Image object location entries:
##########

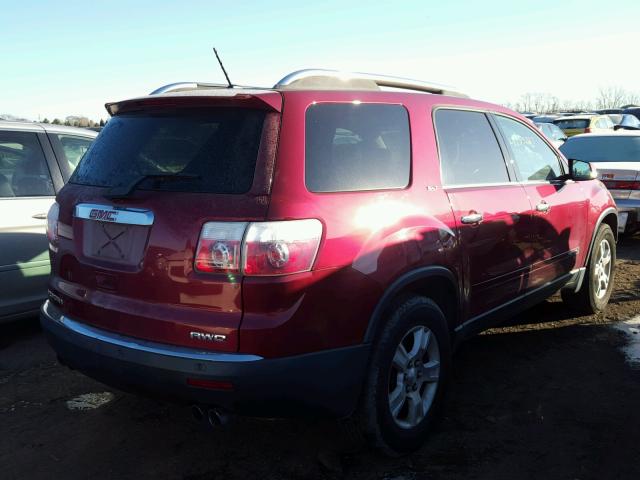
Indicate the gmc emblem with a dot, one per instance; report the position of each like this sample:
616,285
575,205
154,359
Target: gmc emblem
103,215
207,337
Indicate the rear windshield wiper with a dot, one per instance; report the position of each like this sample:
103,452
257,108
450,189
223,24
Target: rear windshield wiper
124,191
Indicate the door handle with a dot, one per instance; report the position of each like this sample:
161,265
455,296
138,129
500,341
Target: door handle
543,207
471,218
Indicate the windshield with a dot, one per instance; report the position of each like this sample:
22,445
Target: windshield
603,149
215,149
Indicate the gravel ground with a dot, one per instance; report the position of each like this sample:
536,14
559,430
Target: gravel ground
548,396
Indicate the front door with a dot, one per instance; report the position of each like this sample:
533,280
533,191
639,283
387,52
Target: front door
26,193
559,207
490,210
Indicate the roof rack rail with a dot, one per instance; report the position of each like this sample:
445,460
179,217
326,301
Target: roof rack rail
181,86
334,79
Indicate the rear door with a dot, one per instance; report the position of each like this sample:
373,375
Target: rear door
26,193
559,206
491,211
132,255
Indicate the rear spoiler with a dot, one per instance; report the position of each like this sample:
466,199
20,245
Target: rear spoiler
263,100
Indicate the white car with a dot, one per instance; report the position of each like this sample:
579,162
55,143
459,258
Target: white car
617,158
35,162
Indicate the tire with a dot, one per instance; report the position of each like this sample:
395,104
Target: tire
593,296
413,320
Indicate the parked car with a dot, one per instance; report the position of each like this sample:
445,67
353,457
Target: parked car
217,248
617,158
635,111
625,121
548,118
552,132
577,124
609,111
35,161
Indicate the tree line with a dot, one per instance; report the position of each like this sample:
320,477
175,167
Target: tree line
608,97
76,121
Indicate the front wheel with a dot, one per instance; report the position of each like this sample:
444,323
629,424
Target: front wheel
406,381
597,285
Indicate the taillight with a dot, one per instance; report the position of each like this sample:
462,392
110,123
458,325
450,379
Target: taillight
52,223
258,248
275,248
219,247
622,184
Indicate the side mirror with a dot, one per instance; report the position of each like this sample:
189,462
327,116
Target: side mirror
581,171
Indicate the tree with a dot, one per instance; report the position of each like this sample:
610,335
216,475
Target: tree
611,97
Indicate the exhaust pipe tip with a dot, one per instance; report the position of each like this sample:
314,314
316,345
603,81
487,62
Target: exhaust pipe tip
198,413
216,417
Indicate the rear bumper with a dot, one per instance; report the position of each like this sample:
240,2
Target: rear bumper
631,208
327,382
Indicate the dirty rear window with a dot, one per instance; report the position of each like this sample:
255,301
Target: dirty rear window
216,149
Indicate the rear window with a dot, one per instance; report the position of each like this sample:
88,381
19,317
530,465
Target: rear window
351,147
603,149
567,124
216,148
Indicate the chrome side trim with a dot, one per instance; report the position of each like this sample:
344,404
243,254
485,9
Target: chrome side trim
107,213
130,343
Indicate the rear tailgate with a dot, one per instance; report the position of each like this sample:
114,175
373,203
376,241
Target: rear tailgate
127,264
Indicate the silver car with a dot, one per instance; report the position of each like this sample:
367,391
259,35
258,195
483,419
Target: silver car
35,162
617,158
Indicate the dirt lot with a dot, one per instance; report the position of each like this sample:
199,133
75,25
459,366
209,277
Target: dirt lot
548,397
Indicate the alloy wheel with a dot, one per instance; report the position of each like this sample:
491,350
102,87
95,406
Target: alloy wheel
414,377
602,273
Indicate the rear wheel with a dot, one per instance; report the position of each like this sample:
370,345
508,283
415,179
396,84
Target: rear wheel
597,285
407,376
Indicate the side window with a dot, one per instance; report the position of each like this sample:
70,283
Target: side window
533,158
23,168
351,147
73,149
469,150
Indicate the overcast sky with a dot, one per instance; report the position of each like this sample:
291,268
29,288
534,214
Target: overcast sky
61,58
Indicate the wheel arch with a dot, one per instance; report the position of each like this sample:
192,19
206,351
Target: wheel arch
610,217
435,282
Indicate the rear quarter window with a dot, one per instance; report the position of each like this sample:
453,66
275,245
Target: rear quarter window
354,147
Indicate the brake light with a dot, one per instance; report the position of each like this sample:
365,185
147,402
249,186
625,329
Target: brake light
258,248
219,247
622,184
276,248
52,223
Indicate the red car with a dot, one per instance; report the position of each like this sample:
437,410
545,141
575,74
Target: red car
320,246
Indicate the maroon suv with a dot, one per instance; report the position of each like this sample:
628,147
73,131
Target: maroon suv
318,246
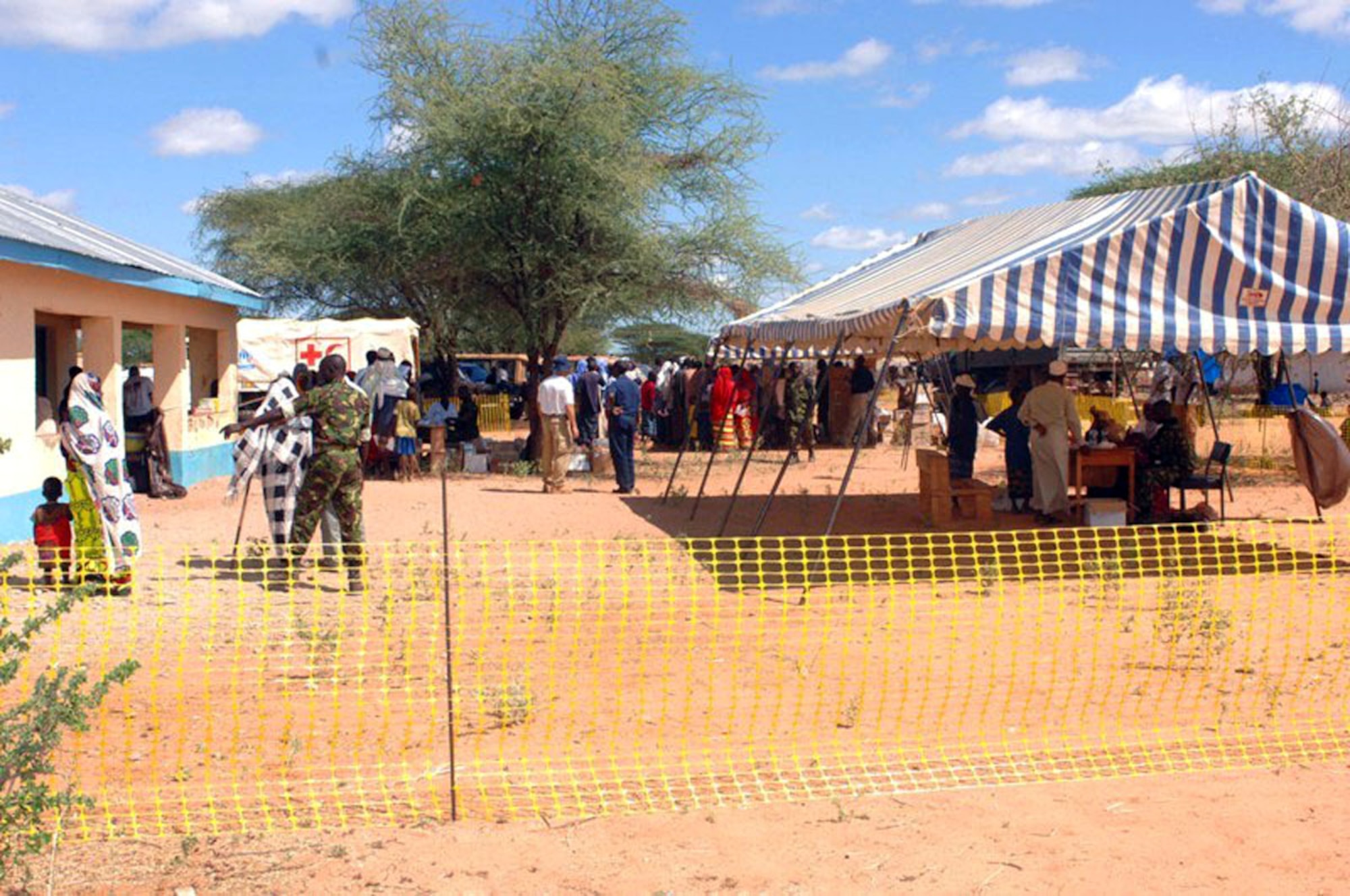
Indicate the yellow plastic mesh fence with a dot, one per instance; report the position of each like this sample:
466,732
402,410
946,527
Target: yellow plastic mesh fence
619,677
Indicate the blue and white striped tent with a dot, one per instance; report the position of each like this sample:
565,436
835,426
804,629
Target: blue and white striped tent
1233,267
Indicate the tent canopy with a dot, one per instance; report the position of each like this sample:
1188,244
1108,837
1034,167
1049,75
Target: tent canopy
1232,267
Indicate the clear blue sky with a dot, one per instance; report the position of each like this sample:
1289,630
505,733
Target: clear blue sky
892,117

##########

Beginning with the line that holds "Indicate the rear quarter" and ending with the last line of the material above, extract every line exactly, pictures excluded.

EXERCISE ANSWER.
Indicate the rear quarter window with a dot, one per instance; report the position of each like this sample:
453,66
275,245
Target: rear quarter window
354,147
Indicate the brake light with a dot, one per instance; report the position of each like this sample:
365,185
147,402
249,186
625,329
Target: brake light
258,248
219,247
622,184
276,248
52,223
Indicate the red car with a dot, one per instance; report the position of each like this sample:
437,410
545,141
575,74
Target: red car
320,246
Indicate the maroon suv with a dot, one per instance; report the position of each like this sample:
628,147
73,131
Target: maroon suv
318,246
Indicate the yellow plastic mesh fence with a dot, one per instance; report the position of each like this sample:
466,732
402,410
946,527
Target: yellow plastic mesh fence
619,677
Indicate the blue and white striped tent with a dot, one per instance; report the position of each like this sample:
565,436
835,426
804,629
Target: blue and white striped tent
1233,267
Indicate the tent canopy with a dot, one per instance; report the position of each like this sample:
1188,244
1108,837
1034,167
1049,75
Target: tent canopy
1232,267
Indicate the clear blue sky with a dot, one per instance; report the position of each like this sample:
1289,630
505,733
Target: clear blue sky
892,117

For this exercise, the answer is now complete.